There's also something wrong with college students and teachers of ESL who take this stuff seriously:

But hey, lawsuits can really be lucrative.
Sure can, but not the ones in your posting.

Bob Lieblich
Who has enough legal business already
on 26 Oct 2003:
From the U. of Northern Florida's Web edition of the Spinnaker

The line above is the only line in my post that I wrote myself. All other characters on the page were copied verbatim (cut and pasted) from the Web, including, of course, the address.
(quote) ridiculous lawsuits with even more ridiculous outcomes: * January ... was most surprising, especially since the toddler was Robertson's son.

( snip others)

http://www.unf.edu/groups/spinnaker/archives/2002/apr10/colomn.html
The Web address above appeared after the comment below and after the "(/quote)" you deleted, Bob. Why you did you rearrange things and delete that "(/quote)" sign? Do you really think that my computer doesn't know how to cut and paste? Or that I don't know how to cut and paste and where to indicate what material has been quoted and what has not?

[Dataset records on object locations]
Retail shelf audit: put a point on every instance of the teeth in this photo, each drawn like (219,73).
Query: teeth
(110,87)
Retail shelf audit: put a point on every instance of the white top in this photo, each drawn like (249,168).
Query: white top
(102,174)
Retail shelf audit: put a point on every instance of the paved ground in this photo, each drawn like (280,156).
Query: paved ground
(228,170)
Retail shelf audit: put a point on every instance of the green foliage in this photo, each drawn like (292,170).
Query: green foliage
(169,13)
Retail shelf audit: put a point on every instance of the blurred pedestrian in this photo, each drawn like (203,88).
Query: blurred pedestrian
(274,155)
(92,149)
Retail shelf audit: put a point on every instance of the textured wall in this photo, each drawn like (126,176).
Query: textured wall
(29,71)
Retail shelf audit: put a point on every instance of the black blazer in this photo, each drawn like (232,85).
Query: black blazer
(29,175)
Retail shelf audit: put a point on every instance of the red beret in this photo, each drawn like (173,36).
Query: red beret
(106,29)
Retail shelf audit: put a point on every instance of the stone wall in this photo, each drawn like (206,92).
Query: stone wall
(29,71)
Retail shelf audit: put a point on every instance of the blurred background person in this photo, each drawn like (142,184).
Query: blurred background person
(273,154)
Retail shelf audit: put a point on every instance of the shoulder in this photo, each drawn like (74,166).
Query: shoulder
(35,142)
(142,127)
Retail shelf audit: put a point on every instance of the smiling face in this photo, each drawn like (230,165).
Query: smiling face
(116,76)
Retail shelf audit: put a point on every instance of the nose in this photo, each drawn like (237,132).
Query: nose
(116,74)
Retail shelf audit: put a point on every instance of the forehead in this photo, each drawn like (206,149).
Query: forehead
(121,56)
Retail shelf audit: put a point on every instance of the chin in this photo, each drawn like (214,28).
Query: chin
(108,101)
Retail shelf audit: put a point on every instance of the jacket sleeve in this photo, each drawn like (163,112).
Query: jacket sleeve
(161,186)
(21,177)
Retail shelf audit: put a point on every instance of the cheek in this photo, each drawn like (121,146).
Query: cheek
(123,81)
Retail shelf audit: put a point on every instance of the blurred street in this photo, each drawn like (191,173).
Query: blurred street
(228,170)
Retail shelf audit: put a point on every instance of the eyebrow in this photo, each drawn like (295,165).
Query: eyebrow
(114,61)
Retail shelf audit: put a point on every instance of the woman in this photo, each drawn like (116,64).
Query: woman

* * *

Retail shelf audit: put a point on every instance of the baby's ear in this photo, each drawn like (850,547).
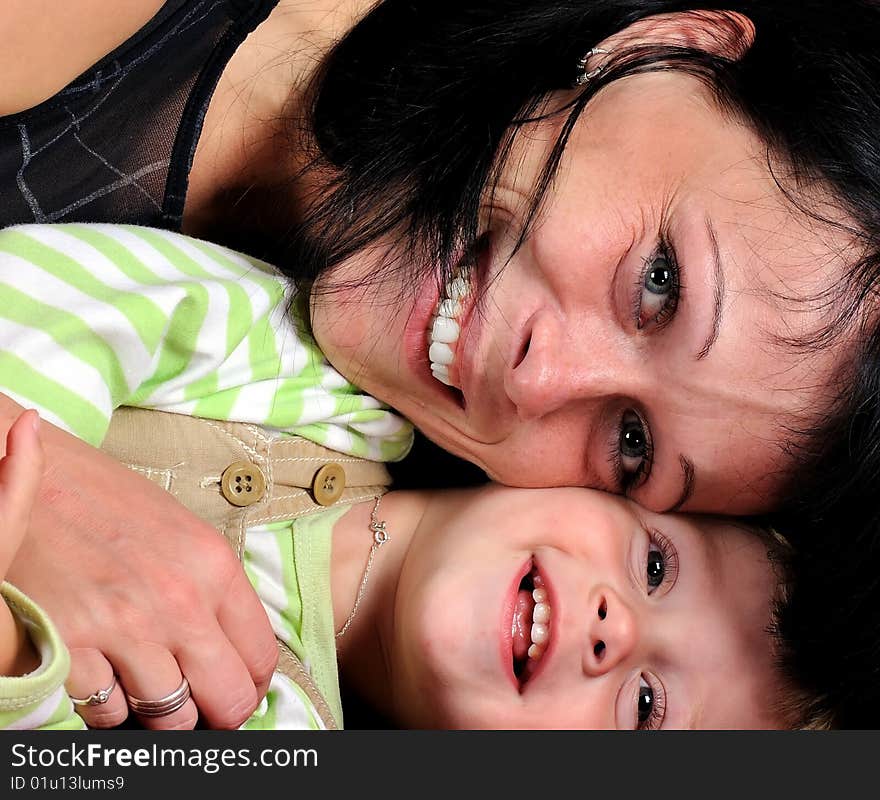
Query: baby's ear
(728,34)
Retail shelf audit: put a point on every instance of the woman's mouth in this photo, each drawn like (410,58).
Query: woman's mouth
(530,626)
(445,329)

* EXERCISES TO COMPLETE *
1 > Please reproduce the post from "Sure can, but" to "( snip others)".
2 > Select and copy every line of the entries that contains the word "stone".
The post and the entries have no connection to each other.

* ANSWERS BELOW *
1 >
Sure can, but not the ones in your posting.

Bob Lieblich
Who has enough legal business already
on 26 Oct 2003:
From the U. of Northern Florida's Web edition of the Spinnaker

The line above is the only line in my post that I wrote myself. All other characters on the page were copied verbatim (cut and pasted) from the Web, including, of course, the address.
(quote) ridiculous lawsuits with even more ridiculous outcomes: * January ... was most surprising, especially since the toddler was Robertson's son.

( snip others)

2 >
Retail shelf audit: put a point on every instance of the stone wall in this photo, each drawn like (206,92).
Query: stone wall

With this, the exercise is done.